===== Provided records

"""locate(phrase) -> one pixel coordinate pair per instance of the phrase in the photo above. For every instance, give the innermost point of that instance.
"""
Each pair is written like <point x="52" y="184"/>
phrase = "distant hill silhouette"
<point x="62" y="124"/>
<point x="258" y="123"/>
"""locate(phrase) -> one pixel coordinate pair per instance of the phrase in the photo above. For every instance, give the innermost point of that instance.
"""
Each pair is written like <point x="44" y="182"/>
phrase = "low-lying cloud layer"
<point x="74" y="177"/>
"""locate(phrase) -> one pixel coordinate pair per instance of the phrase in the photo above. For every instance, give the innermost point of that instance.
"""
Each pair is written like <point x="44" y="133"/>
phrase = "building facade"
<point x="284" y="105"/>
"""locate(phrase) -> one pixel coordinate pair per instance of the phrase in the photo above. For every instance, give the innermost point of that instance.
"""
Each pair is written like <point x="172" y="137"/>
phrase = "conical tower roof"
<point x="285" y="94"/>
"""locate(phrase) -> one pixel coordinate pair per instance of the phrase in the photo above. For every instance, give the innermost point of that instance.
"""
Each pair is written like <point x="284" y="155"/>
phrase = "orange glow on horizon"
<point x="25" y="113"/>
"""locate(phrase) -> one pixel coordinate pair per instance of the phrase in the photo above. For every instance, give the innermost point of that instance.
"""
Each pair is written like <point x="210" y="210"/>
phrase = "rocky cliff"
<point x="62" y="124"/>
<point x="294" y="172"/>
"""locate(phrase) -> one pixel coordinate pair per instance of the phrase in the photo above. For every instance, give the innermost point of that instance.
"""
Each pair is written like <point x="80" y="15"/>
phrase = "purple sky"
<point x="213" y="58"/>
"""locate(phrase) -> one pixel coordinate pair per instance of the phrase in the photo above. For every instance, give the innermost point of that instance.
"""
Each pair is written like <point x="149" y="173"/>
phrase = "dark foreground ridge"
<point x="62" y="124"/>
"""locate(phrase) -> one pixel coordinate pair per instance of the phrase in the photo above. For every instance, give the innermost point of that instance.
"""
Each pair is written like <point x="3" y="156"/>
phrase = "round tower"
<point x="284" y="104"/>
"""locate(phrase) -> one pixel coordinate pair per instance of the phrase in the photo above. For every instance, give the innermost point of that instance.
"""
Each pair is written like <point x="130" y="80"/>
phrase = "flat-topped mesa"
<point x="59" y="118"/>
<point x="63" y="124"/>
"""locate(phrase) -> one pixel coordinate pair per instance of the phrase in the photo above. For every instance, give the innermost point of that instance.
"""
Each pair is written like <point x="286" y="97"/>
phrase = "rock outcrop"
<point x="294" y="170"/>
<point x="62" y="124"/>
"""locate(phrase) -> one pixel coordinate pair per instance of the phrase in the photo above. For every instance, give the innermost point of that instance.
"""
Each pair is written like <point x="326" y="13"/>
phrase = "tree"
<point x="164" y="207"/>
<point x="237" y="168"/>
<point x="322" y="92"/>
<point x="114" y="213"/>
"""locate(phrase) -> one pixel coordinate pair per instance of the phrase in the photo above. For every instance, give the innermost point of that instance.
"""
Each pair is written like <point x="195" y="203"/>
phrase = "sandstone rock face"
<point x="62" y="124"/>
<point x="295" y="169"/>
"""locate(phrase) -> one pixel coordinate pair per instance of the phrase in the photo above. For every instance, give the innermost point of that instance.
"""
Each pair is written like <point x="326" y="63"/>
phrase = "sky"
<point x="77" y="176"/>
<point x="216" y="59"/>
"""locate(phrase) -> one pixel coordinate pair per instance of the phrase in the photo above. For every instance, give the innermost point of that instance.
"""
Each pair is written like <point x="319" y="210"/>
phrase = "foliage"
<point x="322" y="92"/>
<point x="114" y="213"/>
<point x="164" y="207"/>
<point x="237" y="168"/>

==========
===== Provided records

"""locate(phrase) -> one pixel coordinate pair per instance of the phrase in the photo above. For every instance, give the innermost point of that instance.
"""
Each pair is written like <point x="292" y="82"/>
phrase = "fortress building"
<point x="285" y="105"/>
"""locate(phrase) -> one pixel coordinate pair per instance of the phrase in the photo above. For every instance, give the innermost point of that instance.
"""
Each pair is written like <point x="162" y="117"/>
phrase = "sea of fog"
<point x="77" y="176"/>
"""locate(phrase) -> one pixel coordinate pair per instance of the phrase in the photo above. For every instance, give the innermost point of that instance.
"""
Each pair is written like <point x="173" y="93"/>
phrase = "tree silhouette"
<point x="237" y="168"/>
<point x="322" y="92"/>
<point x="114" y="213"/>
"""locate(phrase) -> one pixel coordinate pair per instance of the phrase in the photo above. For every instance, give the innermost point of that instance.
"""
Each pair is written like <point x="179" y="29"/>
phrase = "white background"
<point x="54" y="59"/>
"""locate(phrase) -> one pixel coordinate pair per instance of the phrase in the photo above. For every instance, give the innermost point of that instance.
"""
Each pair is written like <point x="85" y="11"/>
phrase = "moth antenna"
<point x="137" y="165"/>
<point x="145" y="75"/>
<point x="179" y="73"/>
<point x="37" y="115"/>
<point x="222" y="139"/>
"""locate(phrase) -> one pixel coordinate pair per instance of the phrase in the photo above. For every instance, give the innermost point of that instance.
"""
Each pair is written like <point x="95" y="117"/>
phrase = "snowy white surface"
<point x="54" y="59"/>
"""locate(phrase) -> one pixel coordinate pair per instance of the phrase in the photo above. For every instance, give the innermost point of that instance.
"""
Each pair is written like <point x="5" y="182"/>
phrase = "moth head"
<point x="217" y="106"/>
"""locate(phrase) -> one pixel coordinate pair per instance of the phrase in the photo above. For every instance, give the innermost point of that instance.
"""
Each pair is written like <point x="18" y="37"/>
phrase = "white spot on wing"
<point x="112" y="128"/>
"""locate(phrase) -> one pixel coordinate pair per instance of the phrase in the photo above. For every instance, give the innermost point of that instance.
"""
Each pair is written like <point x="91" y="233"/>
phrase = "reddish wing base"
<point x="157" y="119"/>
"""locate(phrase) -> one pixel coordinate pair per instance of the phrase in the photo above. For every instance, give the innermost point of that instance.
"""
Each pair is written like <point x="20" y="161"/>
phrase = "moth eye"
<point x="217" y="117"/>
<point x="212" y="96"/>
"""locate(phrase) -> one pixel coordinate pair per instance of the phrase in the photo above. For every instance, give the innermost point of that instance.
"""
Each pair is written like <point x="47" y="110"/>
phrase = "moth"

==========

> What you need to do
Show every line of the items above that contains the word "wing".

> Output below
phrase = "white spot on wing"
phrase = "reddish wing base"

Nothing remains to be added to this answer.